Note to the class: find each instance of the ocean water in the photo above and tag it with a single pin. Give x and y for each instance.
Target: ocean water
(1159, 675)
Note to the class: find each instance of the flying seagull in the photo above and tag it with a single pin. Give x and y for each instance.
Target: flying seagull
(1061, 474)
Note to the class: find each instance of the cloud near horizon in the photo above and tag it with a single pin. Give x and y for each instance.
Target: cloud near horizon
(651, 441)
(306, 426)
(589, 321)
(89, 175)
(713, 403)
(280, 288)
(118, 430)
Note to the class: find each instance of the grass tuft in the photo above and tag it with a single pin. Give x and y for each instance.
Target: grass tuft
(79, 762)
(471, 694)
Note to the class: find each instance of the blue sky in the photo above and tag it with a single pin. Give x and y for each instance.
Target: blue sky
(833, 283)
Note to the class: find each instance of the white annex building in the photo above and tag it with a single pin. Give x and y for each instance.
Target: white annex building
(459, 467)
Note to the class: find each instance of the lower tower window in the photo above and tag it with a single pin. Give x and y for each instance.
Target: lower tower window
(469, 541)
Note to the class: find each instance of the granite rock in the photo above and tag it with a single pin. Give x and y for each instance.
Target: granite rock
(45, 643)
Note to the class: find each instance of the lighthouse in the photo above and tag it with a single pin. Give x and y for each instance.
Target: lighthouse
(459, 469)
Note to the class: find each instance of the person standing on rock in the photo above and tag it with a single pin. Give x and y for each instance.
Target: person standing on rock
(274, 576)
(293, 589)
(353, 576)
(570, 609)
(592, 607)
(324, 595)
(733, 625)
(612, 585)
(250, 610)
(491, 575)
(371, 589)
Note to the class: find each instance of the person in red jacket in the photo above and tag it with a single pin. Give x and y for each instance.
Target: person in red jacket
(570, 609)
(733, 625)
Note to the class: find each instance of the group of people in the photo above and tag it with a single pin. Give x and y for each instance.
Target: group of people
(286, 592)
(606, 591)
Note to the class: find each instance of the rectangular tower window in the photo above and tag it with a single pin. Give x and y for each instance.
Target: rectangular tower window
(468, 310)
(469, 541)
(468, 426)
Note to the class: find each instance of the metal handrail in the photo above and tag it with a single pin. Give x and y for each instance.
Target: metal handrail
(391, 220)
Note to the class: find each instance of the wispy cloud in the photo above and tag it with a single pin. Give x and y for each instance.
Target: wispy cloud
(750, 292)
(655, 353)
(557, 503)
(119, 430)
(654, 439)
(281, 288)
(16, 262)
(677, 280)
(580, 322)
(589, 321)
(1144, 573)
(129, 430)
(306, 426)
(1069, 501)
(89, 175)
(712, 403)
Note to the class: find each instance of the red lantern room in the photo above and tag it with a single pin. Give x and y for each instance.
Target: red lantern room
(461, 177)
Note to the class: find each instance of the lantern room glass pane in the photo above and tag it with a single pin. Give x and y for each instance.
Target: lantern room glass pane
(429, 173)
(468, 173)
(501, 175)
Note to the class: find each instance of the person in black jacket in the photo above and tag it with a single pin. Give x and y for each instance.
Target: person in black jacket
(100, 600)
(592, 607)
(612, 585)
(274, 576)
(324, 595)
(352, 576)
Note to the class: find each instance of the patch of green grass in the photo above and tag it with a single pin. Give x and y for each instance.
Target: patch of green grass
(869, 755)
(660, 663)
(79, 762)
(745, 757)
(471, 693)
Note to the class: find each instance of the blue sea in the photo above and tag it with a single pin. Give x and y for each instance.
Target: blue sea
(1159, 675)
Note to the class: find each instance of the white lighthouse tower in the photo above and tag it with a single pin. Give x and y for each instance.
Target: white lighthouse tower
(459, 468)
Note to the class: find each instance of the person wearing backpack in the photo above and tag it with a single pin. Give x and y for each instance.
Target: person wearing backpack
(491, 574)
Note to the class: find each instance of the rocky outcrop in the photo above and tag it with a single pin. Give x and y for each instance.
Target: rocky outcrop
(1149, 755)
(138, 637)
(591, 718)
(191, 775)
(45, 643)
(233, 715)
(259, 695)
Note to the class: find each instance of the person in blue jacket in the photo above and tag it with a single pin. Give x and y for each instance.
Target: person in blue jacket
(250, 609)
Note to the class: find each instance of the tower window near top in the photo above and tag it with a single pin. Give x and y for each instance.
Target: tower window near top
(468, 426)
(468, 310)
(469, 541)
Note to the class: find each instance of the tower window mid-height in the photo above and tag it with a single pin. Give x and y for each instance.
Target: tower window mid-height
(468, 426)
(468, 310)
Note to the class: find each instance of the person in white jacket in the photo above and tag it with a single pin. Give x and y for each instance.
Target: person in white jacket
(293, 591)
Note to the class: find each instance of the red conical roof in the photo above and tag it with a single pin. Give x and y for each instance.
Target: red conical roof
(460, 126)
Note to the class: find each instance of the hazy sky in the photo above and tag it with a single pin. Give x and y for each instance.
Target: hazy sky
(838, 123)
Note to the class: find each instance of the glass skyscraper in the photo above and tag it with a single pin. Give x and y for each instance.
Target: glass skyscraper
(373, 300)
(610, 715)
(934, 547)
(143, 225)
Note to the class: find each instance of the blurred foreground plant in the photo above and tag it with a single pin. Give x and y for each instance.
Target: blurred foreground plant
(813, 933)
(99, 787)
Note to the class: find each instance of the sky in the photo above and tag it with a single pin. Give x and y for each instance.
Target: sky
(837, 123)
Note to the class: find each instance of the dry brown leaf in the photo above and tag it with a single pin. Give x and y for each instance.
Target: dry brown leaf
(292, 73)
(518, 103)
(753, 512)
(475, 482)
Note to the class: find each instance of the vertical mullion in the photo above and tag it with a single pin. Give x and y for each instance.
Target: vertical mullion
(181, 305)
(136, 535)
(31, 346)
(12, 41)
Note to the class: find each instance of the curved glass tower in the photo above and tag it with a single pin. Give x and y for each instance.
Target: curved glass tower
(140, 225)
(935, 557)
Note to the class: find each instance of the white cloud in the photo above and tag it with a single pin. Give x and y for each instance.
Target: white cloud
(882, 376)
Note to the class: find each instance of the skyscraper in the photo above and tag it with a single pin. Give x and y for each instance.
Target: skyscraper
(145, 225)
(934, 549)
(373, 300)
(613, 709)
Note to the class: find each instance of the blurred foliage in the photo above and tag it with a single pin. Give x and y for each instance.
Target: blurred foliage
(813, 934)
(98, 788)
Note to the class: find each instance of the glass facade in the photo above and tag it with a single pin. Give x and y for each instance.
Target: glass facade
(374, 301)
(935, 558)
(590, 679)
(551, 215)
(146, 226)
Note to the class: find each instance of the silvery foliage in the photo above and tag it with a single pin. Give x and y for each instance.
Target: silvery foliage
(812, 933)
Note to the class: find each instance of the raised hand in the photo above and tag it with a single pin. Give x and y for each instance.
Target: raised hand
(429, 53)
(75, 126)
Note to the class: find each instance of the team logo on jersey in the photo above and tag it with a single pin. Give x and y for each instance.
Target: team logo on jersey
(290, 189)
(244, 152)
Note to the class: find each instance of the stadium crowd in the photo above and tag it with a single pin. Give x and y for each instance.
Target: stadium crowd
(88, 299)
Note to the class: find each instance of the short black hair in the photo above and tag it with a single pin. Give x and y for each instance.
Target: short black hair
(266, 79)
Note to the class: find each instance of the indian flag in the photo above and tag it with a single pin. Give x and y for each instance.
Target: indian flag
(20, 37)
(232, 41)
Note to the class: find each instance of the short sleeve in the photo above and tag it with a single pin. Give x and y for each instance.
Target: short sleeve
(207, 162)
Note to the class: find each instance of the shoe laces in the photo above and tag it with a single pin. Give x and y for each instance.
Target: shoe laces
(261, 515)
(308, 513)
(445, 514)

-------

ACTION ITEM: The material above must be written out again in full, exactly.

WRITTEN ANSWER:
Note to the class: find each instance of the ocean water in the photo above and tag it with a single pin. Give x and y for each instance.
Target: ocean water
(1159, 675)
Note to the class: find each instance of the flying seagull in the photo above and tag it with a single pin. Give x and y for each instance.
Target: flying seagull
(1061, 474)
Note to the class: find each instance of the cloud near horizon in the photo above and tag it with a single pin. Give x and y for each instance.
Target: cloud near horizon
(651, 441)
(306, 426)
(589, 321)
(89, 175)
(713, 403)
(280, 288)
(118, 430)
Note to the class: find each instance of the grass tuft in the photo above and tag it with a single pin. Give x and y for each instance.
Target: grass tuft
(79, 762)
(471, 694)
Note to the class: find each instance of the blue sky in the photo above and tag it with a single pin. Give x and y for each instance.
Target: blue sky
(833, 283)
Note to the class: find each instance of the white annex building in the photo above and tag it with a single pin. Give x and y for each instance.
Target: white annex building
(459, 467)
Note to the class: find each instance of the lower tower window in the photo above and tag it with a single pin. Give x and y for each instance.
Target: lower tower window
(469, 541)
Note to the class: find each instance of the granite rock in the photo above and tag it with a single pin. Give x and y for each instance.
Target: granite rock
(45, 643)
Note to the class: find each instance of the lighthouse in the photo above and tag it with a single pin. Give x and y for each instance.
Target: lighthouse
(459, 469)
Note to the class: find each instance of the person standing on rock in the photo above and tag it with a single pin. Give x and y for each instance.
Target: person standing on rock
(274, 576)
(293, 589)
(353, 576)
(570, 609)
(592, 607)
(324, 595)
(733, 625)
(612, 585)
(250, 610)
(491, 575)
(371, 589)
Note to the class: find each instance of the person in red jacket in the photo above and tag it with a single pin. Give x and y for each instance.
Target: person in red jacket
(570, 609)
(733, 625)
Note to the class: find each instance of the group of people in the photo above and tag it with a single pin. Give x and y for each instance.
Target: group of people
(286, 592)
(606, 591)
Note to the class: find each instance of the rectangular tower window in the photo above and tag it with a single pin. Give x and y for each instance.
Target: rectangular tower window
(468, 310)
(469, 541)
(468, 426)
Note to the class: find each instance of the metal handrail in the photo above and tag it with a single pin. Give x and y for each instance.
Target: metal handrail
(391, 220)
Note to the class: find each instance of the wispy cloud in the photo above and tag it with a single pin. Give x and y for each instance.
Target: wispy cloud
(750, 292)
(655, 353)
(557, 503)
(119, 430)
(654, 439)
(281, 288)
(16, 262)
(677, 280)
(580, 322)
(589, 321)
(1144, 573)
(129, 430)
(306, 426)
(1069, 501)
(89, 175)
(712, 403)
Note to the class: find each instance of the red lantern room in the photo above and tag it with a single pin. Give x and y for each instance.
Target: red lantern room
(461, 177)
Note to the class: find each instance of the lantern room glass pane in the photo above and tag it with a single pin. Give x and y for each instance.
Target: lantern room glass pane
(429, 173)
(468, 173)
(501, 175)
Note to the class: find each instance of the person in black jacket in the photo above and tag it with a single pin. Give x and y for each instance.
Target: person in black jacket
(100, 600)
(592, 607)
(612, 585)
(274, 576)
(324, 595)
(352, 576)
Note to the class: find each instance of the patch of green grass in the photo above and tag it with a single pin. Give x and y for each instance.
Target: patch of green grass
(869, 755)
(660, 663)
(79, 762)
(745, 757)
(471, 693)
Note to the class: find each instance of the blue sea in the photo above and tag it with a single pin. Give x and y for each instance.
Target: blue sea
(1159, 675)
Note to the class: find each instance of the white lighthouse tower in the photo above and tag it with a single pin. Give x and y for each instance.
Target: white lighthouse tower
(459, 468)
Note to the class: find each instance of the person wearing backpack in the photo above and tag it with a single pin. Give x and y for each instance.
Target: person wearing backpack
(491, 574)
Note to the class: find each instance of the rocky outcrop in the photo above and tag it with a single pin. Give x and y for each instance.
Target: rocky outcrop
(1149, 755)
(138, 637)
(591, 718)
(191, 775)
(45, 643)
(233, 715)
(259, 695)
Note to the class: find each instance of the person in blue jacket in the photo above and tag it with a single pin. Give x and y for each instance.
Target: person in blue jacket
(250, 609)
Note to the class: find each instance of the tower window near top in the photo above and tag it with a single pin. Give x and y for each instance.
Target: tower window near top
(468, 426)
(468, 310)
(469, 541)
Note to the class: find each instance of the tower window mid-height in the photo above and tag it with a single pin. Give x and y for each instance.
Target: tower window mid-height
(468, 426)
(468, 310)
Note to the class: find each instance of the person in white jacket in the photo above and tag it with a single pin. Give x and y for each instance.
Target: person in white jacket
(293, 591)
Note to the class: find each instance of the red conical roof in the photo above and tag it with a single pin. Give x and y for each instance.
Target: red conical roof
(460, 126)
Note to the class: find each instance of the hazy sky in the photo above and tag it with a single pin. Give x and y for each instance.
Target: hazy sky
(838, 123)
Note to the class: find each instance of the glass skyscraper in the photo above and tag it with a single pin. Give x and y for each instance.
Target: glass skyscraper
(373, 300)
(610, 715)
(934, 547)
(143, 225)
Note to the class: find each instance of the blurred foreground plant in the photo above and tag it with a single pin. Give x and y for each instance.
Target: blurred foreground plant
(813, 933)
(99, 787)
Note to the class: find each instance of the sky in the photo above and tag it with a single pin. Give x and y for each instance.
Target: sky
(837, 123)
Note to the class: find each instance of the dry brown leaf in the photo above and tag it with a single pin. Give x and y for each instance.
Target: dry brown leaf
(292, 73)
(518, 103)
(753, 512)
(475, 482)
Note to the class: find each instance of the vertical mullion in the photo above and tag it with a single pin. Give x and y for each instance.
Target: vertical mullion
(181, 305)
(136, 535)
(31, 346)
(12, 41)
Note to the class: find each instance of the curved glass tower in the photo above and tag it with a single pin. Give x and y for each instance.
Target: curved glass tower
(140, 225)
(935, 557)
Note to the class: find each instance of the white cloud in the photo above and tag it with a single pin. Give x and y for each instance.
Target: white cloud
(882, 376)
Note to the class: find each instance of the skyscraper in the photo above and tag it with a single pin. Give x and y for each instance.
Target: skyscraper
(145, 225)
(934, 549)
(373, 300)
(613, 709)
Note to the class: find each instance of the blurred foliage in the photo above and tag it with a single pin. Give x and y for each instance.
Target: blurred foliage
(813, 934)
(98, 788)
Note to the class: find each instance of the glass facade in the photo above and tag it with a single pin. Give x and y for each instance.
Target: glass facade
(374, 301)
(935, 558)
(590, 679)
(551, 215)
(146, 226)
Note to the class: find each instance of the silvery foliage in the photo above and tag it with a single pin. Give x and y for each instance.
Target: silvery foliage
(812, 933)
Note to the class: find each instance of the raised hand in the photo above and tag it with a single pin. Give x and y for each instance.
Target: raised hand
(429, 53)
(75, 126)
Note to the class: find each instance of the team logo on jersey in the photo above and tag it with a single pin. Give x and y for each instance.
Target: team logo on jersey
(290, 189)
(244, 152)
Note to the class: find each instance of the stadium crowd in the photo above and tag it with a single pin. Give x and y for each instance.
Target: stadium crowd
(88, 299)
Note to the class: find each instance of the short black hair in the photo above and tag it with a single pin. Give x and y for each instance.
Target: short black hair
(266, 79)
Note to the class: find each instance of the indian flag in the photo above and tag it with a single pin. Give x and y for each instance.
Target: indian flag
(20, 37)
(232, 41)
Note to the class: find each instance of the short sleeve in the photo above and tag it with a single pin. Give x and y for each instance.
Target: short sleeve
(207, 162)
Note to the class: find each instance of the shoe laces in the photo above and tag it with a single pin. Give x and y for each instance.
Target: shoe laces
(261, 515)
(308, 513)
(445, 514)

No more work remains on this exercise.